**TASK DIRECTIONS**
Set down exactly the lines from the one containing "train roof, the" through the last line of the data below, and no others.

**PROVIDED RECORDS**
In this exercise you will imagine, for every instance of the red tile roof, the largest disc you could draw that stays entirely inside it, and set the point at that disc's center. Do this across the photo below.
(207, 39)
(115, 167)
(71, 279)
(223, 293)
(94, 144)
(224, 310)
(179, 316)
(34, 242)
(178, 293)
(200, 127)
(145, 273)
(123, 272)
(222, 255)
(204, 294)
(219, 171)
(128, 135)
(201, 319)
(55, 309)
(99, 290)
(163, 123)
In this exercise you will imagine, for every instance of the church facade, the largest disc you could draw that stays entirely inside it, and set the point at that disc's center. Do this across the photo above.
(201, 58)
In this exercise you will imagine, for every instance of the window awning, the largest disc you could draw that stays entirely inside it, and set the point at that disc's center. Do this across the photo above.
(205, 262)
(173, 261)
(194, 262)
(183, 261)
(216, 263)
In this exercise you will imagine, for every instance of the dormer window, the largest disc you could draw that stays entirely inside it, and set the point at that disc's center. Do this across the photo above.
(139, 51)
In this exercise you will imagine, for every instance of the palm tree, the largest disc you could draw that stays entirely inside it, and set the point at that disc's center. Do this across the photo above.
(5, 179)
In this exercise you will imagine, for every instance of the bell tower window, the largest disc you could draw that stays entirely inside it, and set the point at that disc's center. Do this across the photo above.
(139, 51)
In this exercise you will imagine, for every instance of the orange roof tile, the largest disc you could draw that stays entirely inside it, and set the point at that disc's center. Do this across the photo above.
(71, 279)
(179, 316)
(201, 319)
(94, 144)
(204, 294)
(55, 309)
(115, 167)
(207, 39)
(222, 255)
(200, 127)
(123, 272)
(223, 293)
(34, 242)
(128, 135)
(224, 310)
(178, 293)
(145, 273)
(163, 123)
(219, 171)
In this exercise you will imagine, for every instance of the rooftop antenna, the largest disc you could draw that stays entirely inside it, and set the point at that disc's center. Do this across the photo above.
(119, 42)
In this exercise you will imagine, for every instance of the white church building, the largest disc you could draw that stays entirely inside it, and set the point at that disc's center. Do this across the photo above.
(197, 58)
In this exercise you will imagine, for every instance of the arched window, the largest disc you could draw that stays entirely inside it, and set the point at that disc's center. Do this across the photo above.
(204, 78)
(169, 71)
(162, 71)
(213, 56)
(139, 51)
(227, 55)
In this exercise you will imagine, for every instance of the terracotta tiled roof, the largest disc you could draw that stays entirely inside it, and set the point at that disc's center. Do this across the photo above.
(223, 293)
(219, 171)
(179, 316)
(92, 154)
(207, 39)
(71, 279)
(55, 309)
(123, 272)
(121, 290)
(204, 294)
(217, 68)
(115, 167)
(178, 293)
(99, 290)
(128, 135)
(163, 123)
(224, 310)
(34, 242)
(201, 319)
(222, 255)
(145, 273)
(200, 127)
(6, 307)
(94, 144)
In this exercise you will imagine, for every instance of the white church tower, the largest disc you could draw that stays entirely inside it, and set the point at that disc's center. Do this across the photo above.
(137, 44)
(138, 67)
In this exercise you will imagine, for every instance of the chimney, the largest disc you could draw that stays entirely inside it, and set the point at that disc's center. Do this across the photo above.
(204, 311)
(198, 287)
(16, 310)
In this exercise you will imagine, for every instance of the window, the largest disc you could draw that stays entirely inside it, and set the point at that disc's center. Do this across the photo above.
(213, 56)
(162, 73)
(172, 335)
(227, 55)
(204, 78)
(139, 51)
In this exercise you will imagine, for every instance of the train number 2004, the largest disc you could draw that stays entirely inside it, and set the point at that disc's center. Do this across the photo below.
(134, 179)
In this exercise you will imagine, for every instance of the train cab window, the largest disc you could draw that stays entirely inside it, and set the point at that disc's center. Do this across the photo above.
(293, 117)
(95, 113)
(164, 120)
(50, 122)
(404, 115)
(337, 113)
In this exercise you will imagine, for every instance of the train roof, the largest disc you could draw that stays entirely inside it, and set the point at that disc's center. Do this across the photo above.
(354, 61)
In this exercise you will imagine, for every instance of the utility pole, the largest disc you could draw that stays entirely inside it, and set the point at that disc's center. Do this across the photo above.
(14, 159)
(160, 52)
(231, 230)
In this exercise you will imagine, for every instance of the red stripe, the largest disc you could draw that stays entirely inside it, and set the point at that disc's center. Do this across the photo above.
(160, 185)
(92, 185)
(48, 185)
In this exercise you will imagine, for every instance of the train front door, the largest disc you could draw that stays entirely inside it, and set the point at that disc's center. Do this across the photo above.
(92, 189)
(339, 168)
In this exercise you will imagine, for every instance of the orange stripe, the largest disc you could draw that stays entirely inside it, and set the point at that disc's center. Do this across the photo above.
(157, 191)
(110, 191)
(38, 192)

**EXERCISE RESULT**
In this exercise you will imagine, for every instance of the train roof, the largest disc you could draw that stays entirely inside it, and set the point at that disc's center. Do this across the photo above.
(354, 61)
In this exercise you will imagine, for every instance of the utility pole, the largest disc you could draw that stays entirely inside it, and set the point at that disc's center. Do this across the photo above.
(14, 159)
(160, 52)
(231, 230)
In this exercise you will imagine, for every instance of the red stripe, the largest disc you could draw that stays entirely inside it, and set the point at that disc's center. Do this across the photo above.
(160, 185)
(92, 185)
(48, 185)
In this exercise you will imagine, for every instance of the train front door, the largest disc you could draw that stays entirely inside it, and set the point at that disc's center. Do this across the photo above.
(92, 189)
(339, 168)
In this exercise you will imagine, for every instance of the orange stripe, the largest disc you could draw that stays entirely inside it, and set the point at that disc's center. Do this across the photo above.
(157, 191)
(110, 191)
(38, 192)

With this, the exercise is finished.